→ EXERCISE DETAILS
Report how many lines in the items below contain the string "query", with case treated as significant. Give only the number.

→ TASK INPUT

════

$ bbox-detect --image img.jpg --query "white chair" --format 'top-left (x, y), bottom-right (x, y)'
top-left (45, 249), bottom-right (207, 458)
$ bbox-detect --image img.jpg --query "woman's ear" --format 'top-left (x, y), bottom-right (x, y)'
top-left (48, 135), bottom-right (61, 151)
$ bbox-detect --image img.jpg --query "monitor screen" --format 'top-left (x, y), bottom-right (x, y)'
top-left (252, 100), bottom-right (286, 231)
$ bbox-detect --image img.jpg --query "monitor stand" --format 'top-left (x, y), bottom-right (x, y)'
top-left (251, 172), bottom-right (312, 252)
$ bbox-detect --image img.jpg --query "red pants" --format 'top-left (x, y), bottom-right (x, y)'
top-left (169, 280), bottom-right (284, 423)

════

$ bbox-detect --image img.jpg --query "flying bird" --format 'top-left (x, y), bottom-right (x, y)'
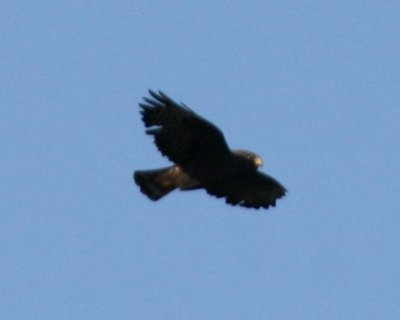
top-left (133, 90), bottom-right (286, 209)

════

→ ANSWER FOR THE TASK
6